> _原文_:
5. Provider 系统：多模型统一抽象

nanobot 的 Provider 层统一了多个 LLM 提供者：

class LLMProvider(ABC):
    """LLM 提供者抽象基类"""
    
    @abstractmethod
    async def generate(self, messages: list[dict], 
                       tools: list[dict] | None = None,
                       **kwargs) -> LLMResponse:
        """生成响应"""
        pass

# 支持的提供者
class OpenAIProvider(LLMProvider)
class AnthropicProvider(LLMProvider)
class AzureOpenAIProvider(LLMProvider)
class OpenAICompatProvider(LLMProvider)  # 支持 OpenRouter, LM Studio 等
class GitHubCopilotProvider(LLMProvider)

> _练习题目_:
a - 原文中，注释写明支持 OpenRouter、LM Studio 等的是哪个提供者类？
b - 请照抄原文中从“class AnthropicProvider(LLMProvider)”起、一直到“class GitHubCopilotProvider(LLMProvider)”为止的内容。
c - 根据原文，判断下列说法是否成立，每条回答“是”或“否”，并引用原文中起决定作用的原话：(i) generate 方法是异步方法；(ii) 调用 generate 时必须传入 tools 参数；(iii) LLMProvider 是一个抽象基类。

> _所给条目_:
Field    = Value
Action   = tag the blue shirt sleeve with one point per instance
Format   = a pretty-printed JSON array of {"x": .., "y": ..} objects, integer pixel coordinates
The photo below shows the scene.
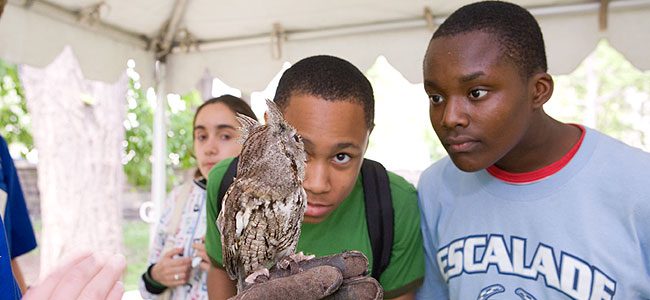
[
  {"x": 8, "y": 287},
  {"x": 18, "y": 227}
]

> _参考答案_:
a - OpenAICompatProvider

b -
class AnthropicProvider(LLMProvider)
class AzureOpenAIProvider(LLMProvider)
class OpenAICompatProvider(LLMProvider)  # 支持 OpenRouter, LM Studio 等
class GitHubCopilotProvider(LLMProvider)

c -
(i) 是：“async def generate”
(ii) 否：“tools: list[dict] | None = None”
(iii) 是：“LLM 提供者抽象基类”